Text section:
- - -

Trainer object high memory usage on Google Cloud Platform Workbench instance

I am trying to fine-tune the audio spectrogram transformer on the ESC-50 dataset and am running into some issues getting the code to work on a Google Cloud Platform workbench instance. When I run it locally (RTX 4060 GPU, python310, torch2.4.0+cu121) I seem to be able to run without issues following this example: Google Colab

However, when working on the cloud, I seem to run into memory limits, even though the VM has plenty of specs (8vCPU, 30GB ram and a T4 with 15GB of VRAM).

I noted that when I create the Trainer object, it uses up a whopping 11GB of VRAM, almost maxing out the GPU. For comparison, when I locally create the trainer object, it only reserves around 1.5GB of VRAM.

In addition, it gives several warning messages that I don’t understand:
“Found CUDA without GPU_NUM_DEVICES. Defaulting to PJRT_DEVICE=CUDA with GPU_NUM_DEVICES=1”

“XLA service 0x55cce98be1f0 initialized for platform CUDA (this does not guarantee that XLA will be used). Devices:”

“successful NUMA node read from SysFS had negative value (-1), but there must be at least one NUMA node, so returning NUMA node zero”

If I run trainer.evaluate(), it runs despite the warning. However if I run trainer.train(), it fails to run and runs into memory limitations.

Once again the same code runs without issues on my 8GB RTX4060 locally.

Anyone here have experience with running HuggingFace transformers on Google Cloud Platform and could help me understand this behaviour?

from transformers import AutoModelForAudioClassification, TrainingArguments, Trainer
import evaluate
from datetime import datetime
import numpy as np


# Generate a datestring for filenames
now = datetime.now() # current date and time
date_time = now.strftime("%Y%m%d-%H%M%S")

- - -

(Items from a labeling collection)

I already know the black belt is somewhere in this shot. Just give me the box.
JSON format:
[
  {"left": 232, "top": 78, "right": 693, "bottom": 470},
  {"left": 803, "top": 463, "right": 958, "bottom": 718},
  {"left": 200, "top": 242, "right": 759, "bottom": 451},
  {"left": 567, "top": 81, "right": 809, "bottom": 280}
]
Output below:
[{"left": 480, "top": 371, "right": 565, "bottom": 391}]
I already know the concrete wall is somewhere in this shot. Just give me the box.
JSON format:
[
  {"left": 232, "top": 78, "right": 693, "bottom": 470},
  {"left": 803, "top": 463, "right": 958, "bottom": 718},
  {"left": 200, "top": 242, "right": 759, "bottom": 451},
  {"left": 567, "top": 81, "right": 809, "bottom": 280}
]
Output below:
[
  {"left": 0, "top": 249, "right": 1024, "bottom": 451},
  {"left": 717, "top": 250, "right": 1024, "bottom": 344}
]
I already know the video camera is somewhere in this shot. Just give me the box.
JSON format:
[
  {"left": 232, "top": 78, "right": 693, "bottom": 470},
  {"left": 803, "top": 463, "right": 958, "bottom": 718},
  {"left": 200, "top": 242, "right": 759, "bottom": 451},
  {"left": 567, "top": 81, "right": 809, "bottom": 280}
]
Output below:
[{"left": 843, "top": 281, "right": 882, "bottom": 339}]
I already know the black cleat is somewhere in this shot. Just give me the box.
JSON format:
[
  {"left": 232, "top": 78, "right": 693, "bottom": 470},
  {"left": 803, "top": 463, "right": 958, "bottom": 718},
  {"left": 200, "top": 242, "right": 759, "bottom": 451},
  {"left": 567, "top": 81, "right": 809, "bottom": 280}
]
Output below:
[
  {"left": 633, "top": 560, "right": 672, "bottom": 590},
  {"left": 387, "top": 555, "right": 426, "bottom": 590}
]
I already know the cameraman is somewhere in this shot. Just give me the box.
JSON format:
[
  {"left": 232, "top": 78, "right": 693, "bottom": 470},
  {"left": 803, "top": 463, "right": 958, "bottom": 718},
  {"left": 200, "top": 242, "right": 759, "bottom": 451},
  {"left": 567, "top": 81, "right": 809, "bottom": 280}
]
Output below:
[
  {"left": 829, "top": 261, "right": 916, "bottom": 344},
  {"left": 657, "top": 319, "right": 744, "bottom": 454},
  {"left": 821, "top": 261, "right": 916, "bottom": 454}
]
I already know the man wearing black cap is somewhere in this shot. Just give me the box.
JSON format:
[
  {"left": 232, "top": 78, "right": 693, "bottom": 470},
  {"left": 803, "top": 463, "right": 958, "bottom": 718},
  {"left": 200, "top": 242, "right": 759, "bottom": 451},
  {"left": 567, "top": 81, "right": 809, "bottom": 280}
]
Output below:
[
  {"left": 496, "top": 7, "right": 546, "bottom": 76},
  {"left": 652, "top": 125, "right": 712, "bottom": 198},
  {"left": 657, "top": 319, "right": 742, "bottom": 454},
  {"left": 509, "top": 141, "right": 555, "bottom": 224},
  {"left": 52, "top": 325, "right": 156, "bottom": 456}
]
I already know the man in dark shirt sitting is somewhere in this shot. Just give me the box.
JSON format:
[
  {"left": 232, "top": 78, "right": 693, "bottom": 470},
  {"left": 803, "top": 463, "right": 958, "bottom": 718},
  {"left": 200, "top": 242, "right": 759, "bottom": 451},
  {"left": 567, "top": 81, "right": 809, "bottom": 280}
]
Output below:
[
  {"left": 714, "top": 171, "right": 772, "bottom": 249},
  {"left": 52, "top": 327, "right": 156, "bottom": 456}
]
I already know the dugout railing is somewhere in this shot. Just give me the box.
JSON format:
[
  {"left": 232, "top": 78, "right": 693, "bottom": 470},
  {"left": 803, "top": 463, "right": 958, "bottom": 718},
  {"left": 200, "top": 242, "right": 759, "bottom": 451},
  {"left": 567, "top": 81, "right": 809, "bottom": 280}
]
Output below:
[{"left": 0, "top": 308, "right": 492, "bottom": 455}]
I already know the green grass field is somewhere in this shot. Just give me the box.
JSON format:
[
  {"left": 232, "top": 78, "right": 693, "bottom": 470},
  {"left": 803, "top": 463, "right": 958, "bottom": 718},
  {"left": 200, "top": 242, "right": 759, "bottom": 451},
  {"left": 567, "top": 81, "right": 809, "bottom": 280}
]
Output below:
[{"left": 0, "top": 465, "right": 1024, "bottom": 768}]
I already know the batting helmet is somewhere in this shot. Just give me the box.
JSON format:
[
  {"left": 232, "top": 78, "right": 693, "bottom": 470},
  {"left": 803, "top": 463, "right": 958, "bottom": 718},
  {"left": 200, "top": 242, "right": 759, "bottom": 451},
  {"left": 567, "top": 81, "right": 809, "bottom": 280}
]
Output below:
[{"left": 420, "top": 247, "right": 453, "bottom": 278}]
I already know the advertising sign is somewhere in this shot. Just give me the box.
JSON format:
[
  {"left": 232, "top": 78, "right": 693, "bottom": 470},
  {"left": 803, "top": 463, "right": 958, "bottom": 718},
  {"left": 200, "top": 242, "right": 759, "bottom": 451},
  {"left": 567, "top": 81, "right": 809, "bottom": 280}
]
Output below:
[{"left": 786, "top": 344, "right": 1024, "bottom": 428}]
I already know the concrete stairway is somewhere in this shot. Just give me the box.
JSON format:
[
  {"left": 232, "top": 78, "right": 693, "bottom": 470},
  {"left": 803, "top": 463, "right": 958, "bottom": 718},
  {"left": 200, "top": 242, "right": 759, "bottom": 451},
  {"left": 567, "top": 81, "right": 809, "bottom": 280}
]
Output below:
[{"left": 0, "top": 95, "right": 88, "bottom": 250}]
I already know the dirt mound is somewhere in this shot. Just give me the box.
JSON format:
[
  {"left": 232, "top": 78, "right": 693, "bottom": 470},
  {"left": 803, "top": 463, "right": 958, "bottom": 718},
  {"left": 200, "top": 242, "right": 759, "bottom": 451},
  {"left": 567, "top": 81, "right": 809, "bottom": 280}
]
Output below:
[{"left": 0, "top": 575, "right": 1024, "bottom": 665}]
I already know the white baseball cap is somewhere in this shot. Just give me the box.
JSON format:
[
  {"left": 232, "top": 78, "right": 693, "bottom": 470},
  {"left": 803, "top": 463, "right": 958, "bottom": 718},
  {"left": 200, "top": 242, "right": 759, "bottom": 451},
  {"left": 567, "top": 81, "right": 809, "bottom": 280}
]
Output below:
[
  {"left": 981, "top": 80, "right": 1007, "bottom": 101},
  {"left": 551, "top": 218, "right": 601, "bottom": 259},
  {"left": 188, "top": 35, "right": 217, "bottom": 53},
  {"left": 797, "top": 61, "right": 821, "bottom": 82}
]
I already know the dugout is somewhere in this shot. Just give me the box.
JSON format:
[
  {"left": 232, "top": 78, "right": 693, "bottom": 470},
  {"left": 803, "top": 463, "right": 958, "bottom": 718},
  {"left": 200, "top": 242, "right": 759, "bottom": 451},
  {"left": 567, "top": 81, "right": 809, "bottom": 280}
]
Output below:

- - -

Pull out the entire post above about high Trainer memory use on Google Cloud, and copy it word for word with nothing changed.

Answer to the exercise:
Trainer object high memory usage on Google Cloud Platform Workbench instance

I am trying to fine-tune the audio spectrogram transformer on the ESC-50 dataset and am running into some issues getting the code to work on a Google Cloud Platform workbench instance. When I run it locally (RTX 4060 GPU, python310, torch2.4.0+cu121) I seem to be able to run without issues following this example: Google Colab

However, when working on the cloud, I seem to run into memory limits, even though the VM has plenty of specs (8vCPU, 30GB ram and a T4 with 15GB of VRAM).

I noted that when I create the Trainer object, it uses up a whopping 11GB of VRAM, almost maxing out the GPU. For comparison, when I locally create the trainer object, it only reserves around 1.5GB of VRAM.

In addition, it gives several warning messages that I don’t understand:
“Found CUDA without GPU_NUM_DEVICES. Defaulting to PJRT_DEVICE=CUDA with GPU_NUM_DEVICES=1”

“XLA service 0x55cce98be1f0 initialized for platform CUDA (this does not guarantee that XLA will be used). Devices:”

“successful NUMA node read from SysFS had negative value (-1), but there must be at least one NUMA node, so returning NUMA node zero”

If I run trainer.evaluate(), it runs despite the warning. However if I run trainer.train(), it fails to run and runs into memory limitations.

Once again the same code runs without issues on my 8GB RTX4060 locally.

Anyone here have experience with running HuggingFace transformers on Google Cloud Platform and could help me understand this behaviour?

from transformers import AutoModelForAudioClassification, TrainingArguments, Trainer
import evaluate
from datetime import datetime
import numpy as np


# Generate a datestring for filenames
now = datetime.now() # current date and time
date_time = now.strftime("%Y%m%d-%H%M%S")